### AVAILABLE DATA
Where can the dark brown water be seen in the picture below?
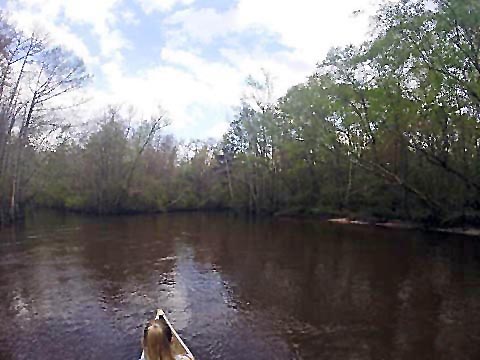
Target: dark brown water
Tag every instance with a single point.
(76, 287)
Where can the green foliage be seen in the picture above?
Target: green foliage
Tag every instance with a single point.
(389, 129)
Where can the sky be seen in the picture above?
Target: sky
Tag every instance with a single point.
(191, 57)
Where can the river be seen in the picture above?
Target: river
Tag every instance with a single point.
(80, 287)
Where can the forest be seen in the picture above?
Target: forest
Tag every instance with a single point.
(386, 130)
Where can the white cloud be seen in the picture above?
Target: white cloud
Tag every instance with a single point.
(204, 24)
(308, 27)
(191, 87)
(150, 6)
(56, 17)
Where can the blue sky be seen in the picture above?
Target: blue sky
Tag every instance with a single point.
(191, 57)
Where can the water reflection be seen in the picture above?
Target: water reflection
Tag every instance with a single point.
(237, 289)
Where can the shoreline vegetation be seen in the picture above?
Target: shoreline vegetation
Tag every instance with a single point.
(386, 130)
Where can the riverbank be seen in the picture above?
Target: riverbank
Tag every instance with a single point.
(345, 218)
(395, 224)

### EXERCISE AIM
Copy out the lines above in full and unaltered, apart from the pictures.

### TASK OUTPUT
Where can the dark brown water be seen in the picture below?
Target: dark brown water
Tag every instance with a single point.
(76, 287)
Where can the green foliage be seen in the picture above?
Target: green foliage
Tag every instance with a single point.
(389, 129)
Where can the sky be seen in the picture above?
Target: sky
Tag every instance with a single point.
(191, 57)
Where can the river be seen in the picture above?
Target: river
Tag every instance with a single point.
(80, 287)
Where can the forest be seen in the picture above?
Target: forest
Tag every instance with a single point.
(386, 130)
Where can the white cloud be seen in the picture above?
Target: white cloud
Tag every instance with a single point.
(204, 24)
(308, 27)
(191, 87)
(150, 6)
(56, 17)
Where can the blue sky be seen in the picture above?
Target: blue sky
Tag every instance with a single point.
(191, 57)
Where can the water reflection be seen in the picture above?
Target: water reflection
Tag every instance with a single point.
(237, 289)
Where can the shoreline vegetation be seen in the picture above?
Target: shoreline vegetation
Tag every instance with a single point.
(386, 130)
Where can the riverbank be seen in the picture above?
Target: riverbank
Tag every instance with a single point.
(345, 218)
(395, 224)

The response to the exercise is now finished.